### [Given request a]
Rewrite the paragraph in the article about Rilo Kiley that begins "Sitting in the parking lot" more briefly, keeping its main facts.

### [Passage given]
(begin)

With a sexy beat, Rilo Kiley tests the indie limits
There is a girl in a tank top who appears in the lyrics of “Smoke Detector,” a backbeat-powered, beach party-worthy romp on “Under the Blacklight,” the fourth album by the much-loved Los Angeles band Rilo Kiley. She is not wearing a bra, and she cries “Danger!” when she hits the dance floor. Jenny Lewis created this character. But she can’t completely relate.
“It’s not me. I always wear a bra,” said Lewis, the band’s singer and principal songwriter.
“That girl without a bra is a real person,” Jason Boesel, Rilo Kiley’s drummer, quickly chimed in. “We saw her dancing at a Paul Frank party on the grounds of Wild Rivers, the water park. She didn’t seem cool. But at that moment, she was hot.”
Sitting in the parking lot of the Swinghouse studios in central Hollywood, chatting before a rehearsal for their upcoming European tour, the members of Rilo Kiley already seems a bit conversationally frayed. They’re dictionary-definition critics’ darlings: four smart, stylish musical adepts whose elegant pop has a vintage sheen and the most thoughtful lyrics this side of a Stephen Sondheim musical. “Under the Blacklight,” which will be released Tuesday, already has earned raves in the big glossy music magazines and is No. 2 (behind M.I.A.'s “Kala”) on the charts at the leading indie Web retailer Insound.

(end)

### [Given request b]
Switch "The component" to "The module" in the entries, from the line with "of the light" through the end of the entries, and give back only those lines.

### [Entries supplied]
(begin)

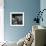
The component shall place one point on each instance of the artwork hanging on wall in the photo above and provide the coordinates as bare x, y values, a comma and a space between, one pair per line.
16, 18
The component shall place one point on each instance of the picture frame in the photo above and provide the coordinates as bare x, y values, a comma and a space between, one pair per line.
16, 18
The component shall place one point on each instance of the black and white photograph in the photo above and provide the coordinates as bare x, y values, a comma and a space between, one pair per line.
17, 18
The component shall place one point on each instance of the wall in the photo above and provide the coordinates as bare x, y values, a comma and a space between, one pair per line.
1, 21
29, 7
43, 6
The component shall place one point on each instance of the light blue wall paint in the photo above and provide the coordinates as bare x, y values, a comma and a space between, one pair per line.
43, 6
29, 7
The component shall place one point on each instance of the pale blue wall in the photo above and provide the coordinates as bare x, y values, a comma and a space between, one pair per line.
43, 6
29, 7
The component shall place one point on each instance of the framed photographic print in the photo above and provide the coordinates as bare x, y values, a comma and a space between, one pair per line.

(end)

### [Result a]
Chatting in the parking lot of Hollywood's Swinghouse studios before rehearsing for a European tour, the members of Rilo Kiley seem a bit frayed. Critics love the four: smart, stylish musicians playing elegant, vintage-sounding pop with lyrics as thoughtful as a Stephen Sondheim musical. "Under the Blacklight," out Tuesday, has drawn raves from the big music magazines and is No. 2, behind M.I.A.'s "Kala," on the charts at the indie Web retailer Insound.

### [Result b]
The module shall place one point on each instance of the light blue wall paint in the photo above and provide the coordinates as bare x, y values, a comma and a space between, one pair per line.
43, 6
29, 7
The module shall place one point on each instance of the pale blue wall in the photo above and provide the coordinates as bare x, y values, a comma and a space between, one pair per line.
43, 6
29, 7
The module shall place one point on each instance of the framed photographic print in the photo above and provide the coordinates as bare x, y values, a comma and a space between, one pair per line.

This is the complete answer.